▸ Exercise
In the passage below about Suzuki Roshi and the boulder, why does the commentary say "don't know" is the place to be when a problem seems to have no answer? Explain in one to three sentences.

Posted by on Feb 26, 2015 in YouTube | 0 comments

David Chadwick tells this story about Suzuki Roshi in To Shine One Corner of the World:

There was a big boulder in the Tassajara creek that Suzuki Roshi said he wanted for his rock garden. Every day four or five of us went down to the creek during the silent work period and struggled to move the boulder by various devices and means. Each one of us was secure in the knowledge that somehow we were going to move that stone to his rock garden, which was quite a distance away. After a week the rock hadn’t budged, but no one was about to break the silence or give up. One day Suzuki Roshi came down to the creek and struggled along with us. Some visitors called down from the bridge to ask what we were doing.

Suzuki Roshi called up, “We don’t know!”


Shinshu s Commentary:

We hear a lot about “don’t know” in Zen. What kind of “don’t know” is this? When we have a problem that just doesn’t seem to have an answer “don’t know” is the place to be. When we are beside ourselves and can’t find any solution, then “don’t know.” Why? “Don’t know” is an open mind, a ready mind, a relaxed mind. “Don’t know” is saying “I don’t know.” When we can admit that, a certain ease may come. We may look to others and consider and see what we had not seen before.

Suzuki Roshi worked with his students with a sense of solidarity and perhaps he thought he could help. His help was probably practical, but his humor and “don’t know” was the teaching. Maybe the rock is a metaphor for our life. We do this, we do that. Is it moving? Is it helping? What kind of mind do we bring to this life? Is it fixed? Is it rigid? Does it matter if the rock is moved? Maybe, maybe not. We always come back to the circumstances. But whatever the circumstances, the mind of “don’t know” will always be helpful.

Did the rock ever make it to the garden, “I don’t know.” But, I suspect it did.

Sitting In the World of Dharma

Posted by on Sep 3, 2014 in YouTube | 0 comments

“…the present is the “form as it is” of the state of experience, and even “alarm, doubt, and fear” are nothing other than reality as it is. With the Buddha’s wisdom, this [fear] is only the difference between looking at our life and sitting in our life. When we are seated in the world of Dharma it is not wide, and when we are sitting in our life, it is not confining; therefore, without maintaining and relying upon [reality as it is], we cannot sit, but when we are maintaining and relying upon [reality as it is], there is no alarm or doubt about width or confinement.”

Zen Master Dogen’s True Dharma Eye, “Dharma Blossoms Turn Dharma Blossoms” (Shobogenzo Hokke Ten Hokke)

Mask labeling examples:
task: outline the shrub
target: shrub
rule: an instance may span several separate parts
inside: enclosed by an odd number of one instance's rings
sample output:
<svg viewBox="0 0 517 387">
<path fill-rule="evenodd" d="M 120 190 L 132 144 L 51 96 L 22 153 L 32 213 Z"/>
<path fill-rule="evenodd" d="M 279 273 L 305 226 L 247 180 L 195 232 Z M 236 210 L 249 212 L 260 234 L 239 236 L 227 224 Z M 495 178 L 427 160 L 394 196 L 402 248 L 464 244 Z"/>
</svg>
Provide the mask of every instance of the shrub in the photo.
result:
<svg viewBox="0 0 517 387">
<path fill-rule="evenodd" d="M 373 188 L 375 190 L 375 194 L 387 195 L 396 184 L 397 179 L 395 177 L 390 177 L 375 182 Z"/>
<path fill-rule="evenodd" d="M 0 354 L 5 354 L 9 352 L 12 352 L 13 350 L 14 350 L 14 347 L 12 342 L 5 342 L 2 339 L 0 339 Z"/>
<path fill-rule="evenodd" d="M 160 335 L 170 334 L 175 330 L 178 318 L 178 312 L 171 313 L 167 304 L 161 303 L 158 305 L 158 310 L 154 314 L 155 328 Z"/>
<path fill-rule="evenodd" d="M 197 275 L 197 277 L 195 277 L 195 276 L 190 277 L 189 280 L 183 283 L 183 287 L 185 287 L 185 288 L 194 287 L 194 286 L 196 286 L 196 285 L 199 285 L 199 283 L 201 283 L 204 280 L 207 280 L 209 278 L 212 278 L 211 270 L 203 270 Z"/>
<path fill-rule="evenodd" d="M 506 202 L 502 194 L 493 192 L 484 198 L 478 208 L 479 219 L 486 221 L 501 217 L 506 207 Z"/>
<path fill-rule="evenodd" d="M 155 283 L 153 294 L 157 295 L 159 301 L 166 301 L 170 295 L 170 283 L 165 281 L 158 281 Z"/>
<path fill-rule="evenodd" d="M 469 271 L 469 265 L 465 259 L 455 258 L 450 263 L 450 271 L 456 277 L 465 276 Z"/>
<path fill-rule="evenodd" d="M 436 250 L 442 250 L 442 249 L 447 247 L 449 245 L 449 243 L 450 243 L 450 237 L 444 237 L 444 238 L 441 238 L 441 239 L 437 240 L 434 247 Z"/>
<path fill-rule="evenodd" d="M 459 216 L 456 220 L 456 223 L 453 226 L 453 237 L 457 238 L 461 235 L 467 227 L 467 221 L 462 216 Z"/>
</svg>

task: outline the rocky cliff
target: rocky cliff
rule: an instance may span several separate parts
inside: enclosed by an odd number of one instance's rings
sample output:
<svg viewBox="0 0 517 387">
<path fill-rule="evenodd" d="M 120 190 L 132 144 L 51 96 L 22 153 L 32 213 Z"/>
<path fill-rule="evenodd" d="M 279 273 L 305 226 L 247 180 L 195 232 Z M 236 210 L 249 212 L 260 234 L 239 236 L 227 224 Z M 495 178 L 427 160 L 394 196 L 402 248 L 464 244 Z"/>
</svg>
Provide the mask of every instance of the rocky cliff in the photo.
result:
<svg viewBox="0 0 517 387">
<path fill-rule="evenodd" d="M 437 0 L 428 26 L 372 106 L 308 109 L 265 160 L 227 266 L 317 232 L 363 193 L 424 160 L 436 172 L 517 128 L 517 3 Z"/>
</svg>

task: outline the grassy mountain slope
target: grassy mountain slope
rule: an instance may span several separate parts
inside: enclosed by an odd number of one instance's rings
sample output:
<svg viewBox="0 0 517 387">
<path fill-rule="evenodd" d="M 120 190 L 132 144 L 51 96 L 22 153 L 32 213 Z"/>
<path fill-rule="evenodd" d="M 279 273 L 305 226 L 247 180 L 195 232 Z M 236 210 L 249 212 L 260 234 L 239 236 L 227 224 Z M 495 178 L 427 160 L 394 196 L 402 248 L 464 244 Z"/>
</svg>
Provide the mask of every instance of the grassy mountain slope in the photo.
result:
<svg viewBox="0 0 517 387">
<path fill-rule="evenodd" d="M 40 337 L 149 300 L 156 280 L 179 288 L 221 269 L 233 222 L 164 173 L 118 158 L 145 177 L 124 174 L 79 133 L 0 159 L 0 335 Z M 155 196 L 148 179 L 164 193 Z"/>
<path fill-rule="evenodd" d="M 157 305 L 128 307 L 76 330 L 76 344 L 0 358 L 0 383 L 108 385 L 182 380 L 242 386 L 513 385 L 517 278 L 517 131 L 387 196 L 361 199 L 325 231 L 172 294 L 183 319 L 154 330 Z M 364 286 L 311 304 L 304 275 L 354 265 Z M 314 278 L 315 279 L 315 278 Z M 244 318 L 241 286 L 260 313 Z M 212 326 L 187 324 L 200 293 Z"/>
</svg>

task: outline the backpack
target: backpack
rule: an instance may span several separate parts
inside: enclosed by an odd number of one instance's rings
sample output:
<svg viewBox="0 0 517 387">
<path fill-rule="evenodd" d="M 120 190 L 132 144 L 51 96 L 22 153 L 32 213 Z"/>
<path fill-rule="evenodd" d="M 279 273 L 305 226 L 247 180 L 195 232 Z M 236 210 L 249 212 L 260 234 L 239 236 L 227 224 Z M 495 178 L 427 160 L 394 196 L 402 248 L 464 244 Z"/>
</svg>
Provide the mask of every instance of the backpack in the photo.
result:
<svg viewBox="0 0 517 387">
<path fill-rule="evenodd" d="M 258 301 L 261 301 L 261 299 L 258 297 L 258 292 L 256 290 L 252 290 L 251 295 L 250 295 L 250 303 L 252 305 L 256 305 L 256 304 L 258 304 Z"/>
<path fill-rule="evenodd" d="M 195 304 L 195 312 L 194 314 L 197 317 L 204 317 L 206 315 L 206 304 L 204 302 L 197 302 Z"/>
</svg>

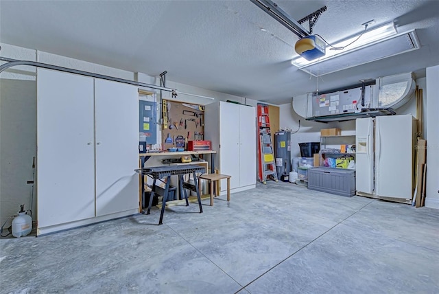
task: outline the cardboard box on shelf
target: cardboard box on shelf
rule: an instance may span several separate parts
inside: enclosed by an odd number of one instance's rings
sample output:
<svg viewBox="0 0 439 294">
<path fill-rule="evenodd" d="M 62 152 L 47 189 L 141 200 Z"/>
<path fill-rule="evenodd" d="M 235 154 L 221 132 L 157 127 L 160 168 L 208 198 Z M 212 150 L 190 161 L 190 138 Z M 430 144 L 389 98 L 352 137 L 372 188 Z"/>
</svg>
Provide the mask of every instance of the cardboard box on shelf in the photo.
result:
<svg viewBox="0 0 439 294">
<path fill-rule="evenodd" d="M 342 135 L 342 130 L 340 128 L 322 128 L 320 130 L 320 136 L 340 136 Z"/>
</svg>

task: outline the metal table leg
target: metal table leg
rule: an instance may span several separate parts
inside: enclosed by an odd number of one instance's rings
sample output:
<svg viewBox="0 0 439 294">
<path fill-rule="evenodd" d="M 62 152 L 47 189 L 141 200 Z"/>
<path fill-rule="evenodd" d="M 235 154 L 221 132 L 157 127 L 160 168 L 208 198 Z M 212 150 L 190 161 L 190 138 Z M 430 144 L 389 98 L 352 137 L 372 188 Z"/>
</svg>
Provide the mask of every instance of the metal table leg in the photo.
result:
<svg viewBox="0 0 439 294">
<path fill-rule="evenodd" d="M 162 203 L 162 210 L 160 213 L 160 220 L 158 225 L 161 225 L 162 220 L 163 220 L 163 214 L 165 213 L 165 207 L 166 206 L 166 200 L 167 199 L 168 192 L 169 190 L 169 183 L 171 182 L 171 176 L 168 176 L 166 180 L 166 186 L 165 188 L 165 193 L 163 195 L 163 201 Z"/>
</svg>

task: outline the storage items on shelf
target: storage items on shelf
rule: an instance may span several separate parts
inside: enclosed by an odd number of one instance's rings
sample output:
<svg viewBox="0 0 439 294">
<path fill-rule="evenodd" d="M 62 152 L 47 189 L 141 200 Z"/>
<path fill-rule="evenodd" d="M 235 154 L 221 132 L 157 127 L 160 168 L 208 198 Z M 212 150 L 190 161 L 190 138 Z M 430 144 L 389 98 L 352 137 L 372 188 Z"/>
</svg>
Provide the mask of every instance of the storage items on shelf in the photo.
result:
<svg viewBox="0 0 439 294">
<path fill-rule="evenodd" d="M 355 135 L 320 137 L 320 166 L 355 168 Z"/>
<path fill-rule="evenodd" d="M 340 128 L 322 128 L 320 130 L 320 136 L 340 136 L 342 135 L 342 130 Z"/>
<path fill-rule="evenodd" d="M 312 157 L 313 154 L 318 153 L 320 150 L 320 142 L 299 143 L 300 156 L 302 157 Z"/>
</svg>

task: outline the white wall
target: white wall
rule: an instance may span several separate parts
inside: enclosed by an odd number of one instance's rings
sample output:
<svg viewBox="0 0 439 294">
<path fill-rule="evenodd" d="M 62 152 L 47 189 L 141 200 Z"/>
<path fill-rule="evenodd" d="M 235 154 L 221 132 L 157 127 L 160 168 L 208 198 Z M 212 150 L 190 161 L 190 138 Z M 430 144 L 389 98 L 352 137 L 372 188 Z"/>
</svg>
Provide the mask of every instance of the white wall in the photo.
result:
<svg viewBox="0 0 439 294">
<path fill-rule="evenodd" d="M 159 79 L 143 73 L 133 73 L 35 49 L 0 43 L 1 56 L 17 60 L 38 61 L 53 65 L 89 71 L 141 82 L 159 85 Z M 12 67 L 0 75 L 0 222 L 2 225 L 19 210 L 20 205 L 30 208 L 32 179 L 32 158 L 36 153 L 36 82 L 34 67 Z M 167 81 L 166 87 L 181 92 L 211 97 L 220 100 L 233 100 L 256 105 L 255 100 L 206 90 L 187 84 Z M 151 89 L 145 89 L 152 91 Z M 152 90 L 160 98 L 159 91 Z M 169 99 L 169 92 L 163 91 Z M 60 93 L 62 95 L 62 93 Z M 206 104 L 214 100 L 179 94 L 176 101 Z M 159 101 L 159 100 L 158 100 Z M 159 117 L 159 116 L 158 116 Z M 158 137 L 161 137 L 158 127 Z M 68 144 L 68 142 L 66 142 Z M 66 168 L 69 157 L 66 156 Z M 151 158 L 147 166 L 161 164 Z M 137 167 L 133 167 L 136 168 Z M 62 172 L 62 171 L 60 171 Z M 256 174 L 255 174 L 256 177 Z M 36 198 L 32 211 L 35 211 Z M 35 220 L 36 218 L 34 217 Z M 5 227 L 9 227 L 7 223 Z"/>
<path fill-rule="evenodd" d="M 425 206 L 439 209 L 439 65 L 427 69 L 427 196 Z"/>
</svg>

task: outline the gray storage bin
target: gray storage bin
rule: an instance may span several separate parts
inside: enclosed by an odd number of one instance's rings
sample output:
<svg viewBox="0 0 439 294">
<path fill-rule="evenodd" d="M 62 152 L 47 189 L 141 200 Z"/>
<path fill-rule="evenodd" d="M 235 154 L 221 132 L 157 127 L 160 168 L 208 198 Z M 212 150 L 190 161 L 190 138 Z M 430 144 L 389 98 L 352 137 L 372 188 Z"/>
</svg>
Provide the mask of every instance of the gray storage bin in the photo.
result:
<svg viewBox="0 0 439 294">
<path fill-rule="evenodd" d="M 355 194 L 355 171 L 330 168 L 309 168 L 308 189 L 351 197 Z"/>
</svg>

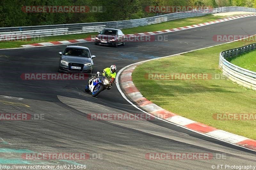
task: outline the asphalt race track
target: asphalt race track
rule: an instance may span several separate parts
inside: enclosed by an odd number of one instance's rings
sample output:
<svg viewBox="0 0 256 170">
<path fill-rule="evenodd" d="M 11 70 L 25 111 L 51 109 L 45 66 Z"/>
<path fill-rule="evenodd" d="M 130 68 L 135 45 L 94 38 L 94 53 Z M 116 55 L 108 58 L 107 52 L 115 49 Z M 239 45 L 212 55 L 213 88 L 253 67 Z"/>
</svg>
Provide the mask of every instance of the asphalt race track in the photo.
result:
<svg viewBox="0 0 256 170">
<path fill-rule="evenodd" d="M 255 19 L 248 17 L 162 34 L 168 35 L 168 41 L 126 42 L 117 48 L 93 42 L 77 44 L 88 47 L 97 56 L 94 72 L 113 64 L 120 70 L 139 61 L 223 43 L 213 41 L 214 35 L 255 34 Z M 44 120 L 0 122 L 0 164 L 80 164 L 89 169 L 212 169 L 212 165 L 217 169 L 218 164 L 256 165 L 255 152 L 158 120 L 88 120 L 86 114 L 141 113 L 123 98 L 115 86 L 93 98 L 84 92 L 87 81 L 21 79 L 23 73 L 57 72 L 58 52 L 66 46 L 0 50 L 0 113 L 44 114 Z M 102 159 L 21 159 L 21 153 L 30 152 L 98 153 Z M 146 159 L 145 154 L 151 152 L 207 153 L 226 157 L 206 160 Z"/>
</svg>

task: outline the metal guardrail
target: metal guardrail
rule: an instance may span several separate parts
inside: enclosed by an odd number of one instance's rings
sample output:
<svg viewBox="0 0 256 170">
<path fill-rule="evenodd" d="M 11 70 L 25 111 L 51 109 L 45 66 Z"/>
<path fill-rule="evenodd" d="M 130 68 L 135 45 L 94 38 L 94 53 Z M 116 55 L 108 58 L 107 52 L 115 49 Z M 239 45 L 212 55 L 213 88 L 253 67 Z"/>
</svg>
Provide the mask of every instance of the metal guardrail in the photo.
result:
<svg viewBox="0 0 256 170">
<path fill-rule="evenodd" d="M 222 51 L 220 54 L 219 67 L 228 78 L 244 87 L 256 90 L 256 72 L 240 67 L 226 59 L 256 49 L 256 43 Z"/>
<path fill-rule="evenodd" d="M 22 38 L 22 36 L 34 37 L 59 35 L 99 31 L 105 28 L 121 29 L 143 26 L 177 19 L 202 16 L 207 14 L 232 11 L 256 12 L 256 9 L 241 7 L 223 7 L 201 11 L 167 14 L 147 18 L 124 21 L 70 24 L 0 28 L 0 37 L 10 39 Z M 3 38 L 0 39 L 0 41 Z"/>
</svg>

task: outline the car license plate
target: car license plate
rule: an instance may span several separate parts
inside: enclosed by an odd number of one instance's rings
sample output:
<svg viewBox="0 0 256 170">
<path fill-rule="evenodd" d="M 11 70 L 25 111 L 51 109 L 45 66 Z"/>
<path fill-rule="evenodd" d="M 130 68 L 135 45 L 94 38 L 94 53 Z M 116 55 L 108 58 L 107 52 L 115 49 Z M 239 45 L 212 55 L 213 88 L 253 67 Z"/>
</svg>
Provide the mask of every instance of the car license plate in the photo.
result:
<svg viewBox="0 0 256 170">
<path fill-rule="evenodd" d="M 71 66 L 71 69 L 81 69 L 81 67 L 75 67 L 75 66 Z"/>
</svg>

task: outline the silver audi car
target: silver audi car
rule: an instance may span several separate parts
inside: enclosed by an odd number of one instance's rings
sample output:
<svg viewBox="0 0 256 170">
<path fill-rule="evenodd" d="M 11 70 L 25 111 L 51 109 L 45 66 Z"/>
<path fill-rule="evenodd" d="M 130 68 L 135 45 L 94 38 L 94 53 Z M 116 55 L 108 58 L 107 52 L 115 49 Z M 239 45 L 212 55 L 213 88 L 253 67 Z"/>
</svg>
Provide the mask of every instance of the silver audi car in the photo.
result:
<svg viewBox="0 0 256 170">
<path fill-rule="evenodd" d="M 93 58 L 87 47 L 76 46 L 67 46 L 60 55 L 59 71 L 65 72 L 82 72 L 92 73 L 93 69 Z"/>
</svg>

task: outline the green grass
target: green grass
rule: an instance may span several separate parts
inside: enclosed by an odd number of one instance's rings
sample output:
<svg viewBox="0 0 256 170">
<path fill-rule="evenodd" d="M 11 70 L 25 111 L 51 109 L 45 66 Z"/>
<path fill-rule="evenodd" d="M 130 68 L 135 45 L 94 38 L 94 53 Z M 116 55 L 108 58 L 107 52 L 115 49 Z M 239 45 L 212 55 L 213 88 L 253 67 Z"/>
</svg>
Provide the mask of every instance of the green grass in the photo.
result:
<svg viewBox="0 0 256 170">
<path fill-rule="evenodd" d="M 208 15 L 201 17 L 176 19 L 148 26 L 138 26 L 130 28 L 125 28 L 123 29 L 122 31 L 125 34 L 156 31 L 205 22 L 224 18 L 226 17 L 226 16 L 215 16 L 212 15 Z M 90 33 L 51 37 L 41 37 L 41 39 L 40 41 L 35 39 L 32 39 L 31 41 L 17 41 L 0 42 L 0 48 L 20 47 L 21 45 L 34 43 L 85 38 L 90 37 L 91 35 L 95 35 L 97 34 L 98 33 Z"/>
<path fill-rule="evenodd" d="M 228 60 L 242 68 L 256 72 L 256 51 L 229 58 Z"/>
<path fill-rule="evenodd" d="M 228 79 L 148 80 L 151 73 L 221 73 L 220 53 L 249 42 L 236 42 L 147 62 L 132 73 L 135 86 L 148 99 L 167 110 L 231 133 L 256 139 L 256 120 L 214 120 L 214 113 L 256 114 L 256 92 Z"/>
</svg>

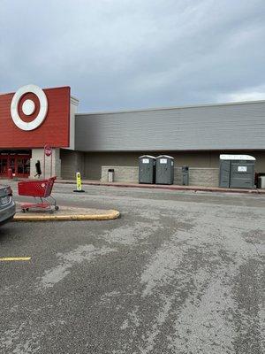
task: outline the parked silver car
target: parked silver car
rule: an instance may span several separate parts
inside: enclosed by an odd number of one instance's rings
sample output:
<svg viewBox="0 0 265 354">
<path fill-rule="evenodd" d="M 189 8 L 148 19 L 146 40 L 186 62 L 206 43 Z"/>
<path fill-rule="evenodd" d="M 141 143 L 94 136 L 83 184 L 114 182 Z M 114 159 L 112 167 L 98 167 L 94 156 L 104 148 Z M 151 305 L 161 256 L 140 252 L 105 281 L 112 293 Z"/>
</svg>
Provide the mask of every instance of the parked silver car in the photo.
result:
<svg viewBox="0 0 265 354">
<path fill-rule="evenodd" d="M 0 225 L 11 220 L 16 213 L 16 204 L 10 186 L 0 184 Z"/>
</svg>

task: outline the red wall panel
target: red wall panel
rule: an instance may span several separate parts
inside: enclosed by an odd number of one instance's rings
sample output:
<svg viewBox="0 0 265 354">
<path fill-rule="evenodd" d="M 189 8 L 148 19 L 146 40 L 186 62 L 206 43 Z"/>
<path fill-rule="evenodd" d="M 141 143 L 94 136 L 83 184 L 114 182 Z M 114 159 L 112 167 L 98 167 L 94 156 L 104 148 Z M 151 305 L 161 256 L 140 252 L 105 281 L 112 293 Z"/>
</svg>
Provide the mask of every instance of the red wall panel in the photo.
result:
<svg viewBox="0 0 265 354">
<path fill-rule="evenodd" d="M 70 87 L 45 88 L 48 112 L 43 123 L 34 130 L 24 131 L 13 122 L 11 103 L 14 93 L 0 95 L 0 149 L 68 147 L 70 137 Z M 25 99 L 32 99 L 36 105 L 33 117 L 26 116 L 21 111 Z M 35 95 L 28 93 L 22 96 L 19 104 L 20 118 L 30 121 L 35 118 L 40 104 Z"/>
</svg>

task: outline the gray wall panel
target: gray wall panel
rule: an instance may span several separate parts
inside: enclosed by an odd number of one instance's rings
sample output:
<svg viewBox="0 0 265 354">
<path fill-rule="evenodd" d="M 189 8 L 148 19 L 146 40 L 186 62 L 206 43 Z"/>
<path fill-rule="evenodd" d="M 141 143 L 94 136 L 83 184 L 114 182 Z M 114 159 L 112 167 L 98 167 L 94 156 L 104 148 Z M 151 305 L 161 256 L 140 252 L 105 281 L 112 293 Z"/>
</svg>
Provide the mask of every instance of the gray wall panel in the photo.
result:
<svg viewBox="0 0 265 354">
<path fill-rule="evenodd" d="M 76 150 L 265 149 L 265 102 L 76 115 Z"/>
</svg>

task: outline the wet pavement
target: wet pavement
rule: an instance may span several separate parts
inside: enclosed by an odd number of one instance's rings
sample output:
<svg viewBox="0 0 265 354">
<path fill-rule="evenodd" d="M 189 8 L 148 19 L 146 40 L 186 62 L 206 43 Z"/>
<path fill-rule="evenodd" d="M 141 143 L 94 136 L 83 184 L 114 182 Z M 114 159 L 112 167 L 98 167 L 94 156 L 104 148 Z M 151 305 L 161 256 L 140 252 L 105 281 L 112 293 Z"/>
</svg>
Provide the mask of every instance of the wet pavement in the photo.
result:
<svg viewBox="0 0 265 354">
<path fill-rule="evenodd" d="M 265 196 L 85 189 L 121 218 L 0 228 L 1 353 L 264 353 Z"/>
</svg>

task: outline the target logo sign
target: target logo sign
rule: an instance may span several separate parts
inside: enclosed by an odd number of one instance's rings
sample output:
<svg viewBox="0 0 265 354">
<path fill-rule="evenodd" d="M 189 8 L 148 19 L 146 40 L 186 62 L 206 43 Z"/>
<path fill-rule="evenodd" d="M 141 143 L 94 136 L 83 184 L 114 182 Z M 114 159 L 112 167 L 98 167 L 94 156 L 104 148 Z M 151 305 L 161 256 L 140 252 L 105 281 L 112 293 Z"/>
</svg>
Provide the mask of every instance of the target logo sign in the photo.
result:
<svg viewBox="0 0 265 354">
<path fill-rule="evenodd" d="M 71 88 L 26 85 L 0 94 L 0 150 L 68 148 Z"/>
<path fill-rule="evenodd" d="M 26 95 L 30 95 L 32 97 L 26 98 Z M 36 129 L 43 123 L 47 112 L 47 96 L 38 86 L 26 85 L 19 88 L 14 94 L 11 104 L 11 115 L 13 122 L 19 129 Z M 24 117 L 21 118 L 21 115 Z M 26 121 L 23 118 L 29 118 L 31 120 Z"/>
</svg>

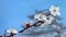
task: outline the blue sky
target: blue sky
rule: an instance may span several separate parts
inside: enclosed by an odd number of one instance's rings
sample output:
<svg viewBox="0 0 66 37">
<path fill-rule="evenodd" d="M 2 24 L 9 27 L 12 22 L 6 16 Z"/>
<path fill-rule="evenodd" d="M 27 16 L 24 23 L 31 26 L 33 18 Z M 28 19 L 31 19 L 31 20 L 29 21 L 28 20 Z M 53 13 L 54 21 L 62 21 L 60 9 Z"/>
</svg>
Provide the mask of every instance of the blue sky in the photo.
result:
<svg viewBox="0 0 66 37">
<path fill-rule="evenodd" d="M 66 0 L 0 0 L 0 35 L 11 27 L 20 30 L 26 16 L 36 10 L 45 10 L 57 4 L 61 8 L 62 22 L 66 24 Z"/>
</svg>

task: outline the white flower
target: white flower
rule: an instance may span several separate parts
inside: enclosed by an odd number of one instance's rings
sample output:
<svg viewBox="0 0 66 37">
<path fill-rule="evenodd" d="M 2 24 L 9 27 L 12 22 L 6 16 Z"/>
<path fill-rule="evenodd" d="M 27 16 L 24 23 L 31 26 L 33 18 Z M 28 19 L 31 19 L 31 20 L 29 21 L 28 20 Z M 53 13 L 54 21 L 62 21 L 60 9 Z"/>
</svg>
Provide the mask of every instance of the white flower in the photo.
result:
<svg viewBox="0 0 66 37">
<path fill-rule="evenodd" d="M 18 32 L 16 32 L 14 28 L 8 29 L 7 33 L 8 33 L 8 34 L 11 34 L 11 33 L 12 33 L 12 34 L 18 34 Z"/>
<path fill-rule="evenodd" d="M 52 5 L 51 9 L 50 9 L 50 11 L 51 11 L 51 14 L 52 14 L 52 15 L 55 15 L 55 16 L 56 16 L 56 15 L 61 15 L 61 14 L 59 14 L 59 7 Z"/>
<path fill-rule="evenodd" d="M 45 27 L 47 25 L 50 25 L 53 21 L 52 16 L 47 16 L 47 18 L 45 20 L 45 22 L 41 25 L 41 27 Z"/>
<path fill-rule="evenodd" d="M 46 20 L 46 16 L 44 14 L 40 13 L 40 14 L 36 14 L 34 16 L 34 18 L 36 18 L 37 21 L 43 21 L 43 20 Z"/>
</svg>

▸ Task response
The commentary says "don't know" is an open, ready and relaxed mind. Admitting "I don't know" may bring a certain ease. From there we can look to others, consider, and see what we had not seen before.